■ **TASKS TO CARRY OUT**:
A. Answer the following from the excerpt about Ahmet:
(i) At what age did Ahmet come to America?
(ii) Which place did Mica say seemed to be mostly transvestites?
(iii) Who owned El Morocco?
B. Carry on the excerpt about Ahmet from the point at which it stops.

■ **EXCERPTED TEXT**:
•••••
Ahmet said, “There is a certain sort of excess that is interesting, don’t you think? And America is, of course, the most excessive place. I came here as a child of twelve, but even before I came here I cared about jazz and gangsters and Chaplin. Nesuhi taught me all that. He also taught me that David Windsor was the best-dressed man in the world. Nesuhi at sixteen was a superstar. I am not an exception, you know? Everyone I knew was fascinated by America. There was then a colony of Turkish students going to school in Hollywood instead of going to Oxford. They hung around in cars, trying to go out with Linda Darnell.” Ahmet paused. “I had a friend named Harper Soules. He took me to Brooks Brothers. I put on a jacket, and it was two sizes too big or two sizes too small, or something. And I said, ‘This doesn’t fit.’ And the man from Brooks Brothers said, ‘This is your size,’ and I said, ‘But it doesn’t fit,’ and Harper Soules got very angry at me. ‘Fit, fit—of course it doesn’t fit,’ he said. ‘If you want it to fit, go to one of those cheap Broadway stores. This is Brooks Brothers.’ I was interested in that.” Ahmet paused again. He looked briefly at the clipping about the soccer game. “I should tell you about John Caskie, who was a friend of mine at college. He was the best-dressed man in America. We all knew that. He was the first to wear old tennis shoes. He had a Mercedes-Benz 540K. His father bought him a house in Middleburg filled with antiques, which he burned in the fireplace. He had his Mercedes reduced to a one-seater, because he didn’t want anyone to ride with him. He had marvellous tweed jackets, silk shirts, flannels with about five holes in them, tennis shoes. I don’t think he ended well.”
The waiter brought Ahmet another newspaper clipping about soccer. “Soccer is all I care about,” the waiter said.
“Iused to have a bus,” Ahmet said, riding downtown with Mica toward a loft on the Bowery. “I mean, I used to rent a bus. Because it was cheaper than a car and driver, and it was more fun, if you know what I mean.”
“I don’t think there is any fun anymore,” Mica said. “I don’t think there are any amusing places to go. We went to some places the other night. We went to C’est Moi, and that was just nothing. And we went to a place called Tambourine. I was told that Tambourine was very nicely done. I was told, you know, that it was amusing, but it seemed to me that it was mostly transvestites. I am so bored with transvestites. Some of them are nice people, I suppose, but I think it is so boring now.”
“Mario Santo Domingo, my South American friend, used to come up and we would have a trio in the bus and go around to parties,” Ahmet said. “We would teach the trio very obscure songs. ‘And Her Mother Came Too’ and ‘Just a Personal Friend’ were two songs we sang in the bus. We kidnapped half of the Count Basie band from Birdland and took them to the Village. One night, we went to El Morocco and parked the bus in front. Two guys who worked in the men’s room were Turks and they loved me, and I took them and the hat-check girl and a couple of waiters and got them in the bus. As people came, we asked them into the bus. I mean, if one of us knew them. It was very crowded in the bus. We even had a cigarette girl going around. John Perona—who owned El Morocco, you know?—came out, because no one was coming into the club. He was very angry, but he forgave us later.”
•••••
Dataset records on object locations
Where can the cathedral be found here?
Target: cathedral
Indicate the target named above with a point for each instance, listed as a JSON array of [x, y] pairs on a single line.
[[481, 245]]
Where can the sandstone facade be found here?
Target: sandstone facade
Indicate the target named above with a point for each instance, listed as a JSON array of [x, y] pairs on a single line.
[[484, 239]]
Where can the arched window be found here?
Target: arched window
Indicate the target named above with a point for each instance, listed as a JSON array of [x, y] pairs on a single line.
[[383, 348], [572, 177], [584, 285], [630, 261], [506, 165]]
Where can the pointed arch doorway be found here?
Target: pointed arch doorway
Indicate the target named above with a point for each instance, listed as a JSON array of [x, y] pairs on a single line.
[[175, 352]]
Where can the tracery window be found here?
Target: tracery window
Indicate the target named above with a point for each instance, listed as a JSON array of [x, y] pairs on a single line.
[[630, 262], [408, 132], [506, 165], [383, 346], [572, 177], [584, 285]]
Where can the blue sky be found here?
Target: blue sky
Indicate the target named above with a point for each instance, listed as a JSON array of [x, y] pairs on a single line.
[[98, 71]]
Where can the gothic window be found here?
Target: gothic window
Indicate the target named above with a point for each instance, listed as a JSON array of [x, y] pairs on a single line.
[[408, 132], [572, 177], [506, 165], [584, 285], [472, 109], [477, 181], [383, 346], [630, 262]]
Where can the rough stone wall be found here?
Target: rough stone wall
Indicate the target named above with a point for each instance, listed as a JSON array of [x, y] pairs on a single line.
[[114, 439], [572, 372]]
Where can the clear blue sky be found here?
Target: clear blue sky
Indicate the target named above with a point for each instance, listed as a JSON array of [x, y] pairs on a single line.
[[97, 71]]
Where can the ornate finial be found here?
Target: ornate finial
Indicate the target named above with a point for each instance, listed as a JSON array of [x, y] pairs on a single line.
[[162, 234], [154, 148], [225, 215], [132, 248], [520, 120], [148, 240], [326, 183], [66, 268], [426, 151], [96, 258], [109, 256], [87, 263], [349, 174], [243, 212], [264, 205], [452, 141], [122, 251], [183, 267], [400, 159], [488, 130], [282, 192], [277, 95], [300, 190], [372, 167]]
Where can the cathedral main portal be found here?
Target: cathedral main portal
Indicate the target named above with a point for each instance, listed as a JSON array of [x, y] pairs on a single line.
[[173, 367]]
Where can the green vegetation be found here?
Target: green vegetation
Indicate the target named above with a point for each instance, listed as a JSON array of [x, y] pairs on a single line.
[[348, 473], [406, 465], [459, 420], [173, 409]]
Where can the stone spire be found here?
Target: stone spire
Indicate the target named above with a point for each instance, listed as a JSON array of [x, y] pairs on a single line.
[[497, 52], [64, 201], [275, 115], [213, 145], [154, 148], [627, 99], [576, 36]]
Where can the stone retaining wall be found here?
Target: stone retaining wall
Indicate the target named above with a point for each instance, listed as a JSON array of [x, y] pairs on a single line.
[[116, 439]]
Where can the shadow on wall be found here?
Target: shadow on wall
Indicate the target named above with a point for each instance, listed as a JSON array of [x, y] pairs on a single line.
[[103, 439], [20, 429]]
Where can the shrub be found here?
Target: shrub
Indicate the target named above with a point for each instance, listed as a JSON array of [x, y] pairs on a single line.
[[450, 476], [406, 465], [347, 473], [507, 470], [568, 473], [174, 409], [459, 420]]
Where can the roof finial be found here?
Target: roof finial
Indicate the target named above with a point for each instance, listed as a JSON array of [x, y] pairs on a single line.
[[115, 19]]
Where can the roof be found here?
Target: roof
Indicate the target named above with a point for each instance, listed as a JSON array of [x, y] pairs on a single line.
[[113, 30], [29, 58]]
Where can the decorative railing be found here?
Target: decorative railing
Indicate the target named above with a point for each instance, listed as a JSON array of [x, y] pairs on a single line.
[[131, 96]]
•••••
■ **RESULTS IN ORDER**:
A.
(i) Twelve
(ii) Tambourine
(iii) John Perona

B.
The loft that was the Erteguns’ destination was the loft of Kenneth Noland, and it had been decorated by Mica. There were thirty or forty people there. Among the thirty or forty were two black men. Young, sleek, un-poor. Ahmet gave them a certain amount of attention. Ahmet identified one as the illegitimate son of a jazz musician. Ahmet went up to these two young men and began to tell a rather complicated story about going to East St. Louis to hear music. He seemed, at that moment, to require their approval. Later, possibly, their approval would be irrelevant or trying. The sleek young black men looked at Ahmet blankly. If they had any interest in his story, they masked it. One of them left to get a cigarette.
Ahmet talked to me about the bus again. “It became meaningless at a certain point,” he said. “Either we changed or the world became more sincere. You know, there is a certain sort of sincerity that is opposed to a certain sort of fun. Nobody gives those parties anymore. Except once in a while a Bolivian gives one in Portugal.”
With Ahmet’s friend Mario Santo Domingo. “We used to do lots of pranks and things like that,” Mario Santo Domingo said. “Ahmet was always the same as now. Always bald. I used to act that I was his secretary—secretary to Prince Ahmet. If there were girls, I would always make the waiter serve him first, because he was Prince Ahmet. Atlantic Records was just nothing then—just on a shoestring. We used to rent those buses, you know, and go to El Morocco on a bus. We would park in front of El Morocco and everyone would come in the bus. We used to be always with a band, you know? Once, I was sick at the Savoy-Plaza. I had a tiny little room, and Ahmet came to the room with a band. We used to have bands all the time. And we went to a cocktail party at the Ritz-Carlton in Montreal, where Mica was staying, you know? Before she married Ahmet. And we hid a band in the closet and they came out playing ‘Puttin’ on the Ritz.’ We used to laugh. Everything was done not to hurt anyone. It was just funny jokes all the time. There were certain things we used to like. We liked Fred Astaire, you know, and Henry James and Proust—that sort of thing. And Groucho Marx and W. C. Fields and Baudelaire and the Symbolists, and we all thought Oscar Wilde was great. You know, it was all mixed up. It was all the time fun, but really one doesn’t have time anymore. Except Ahmet. I think that Ahmet would like it still to be all the time fun.”
Ahmet and Mica gave a dinner party at their house and took their guests on to Max’s Kansas City to see Delbert & Glen, who had been signed to Clean Records. Andy Warhol was at the Erteguns’ house, and an Italian diplomat, and a fashionable young girl with frizzled hair. In Ahmet’s car on the way down to see Delbert & Glen, the girl with the frizzled hair complained about a man at dinner she found boring.
“I’ll tell you about him,” Ahmet said. “Sometimes he bores you, sometimes he bores me. But you know what? He comes from the kind of people you can always trust. Flashy people aren’t everything, you know. Even when they have frizzled hair.”
At Max’s, the Italian diplomat had a question to ask Ahmet. He could not make himself heard in the noisy room. Ahmet took him into the kitchen, where it was quieter.
“Which is Delbert? Which is Glen?” asked the Italian diplomat.
Ahmet told him.
The Italian diplomat left the kitchen.
Ahmet explained his intrusion to the kitchen staff. “That was the Italian Ambassador,” he said. “He’s one of the most important people who ever went to a rock-and-roll show.”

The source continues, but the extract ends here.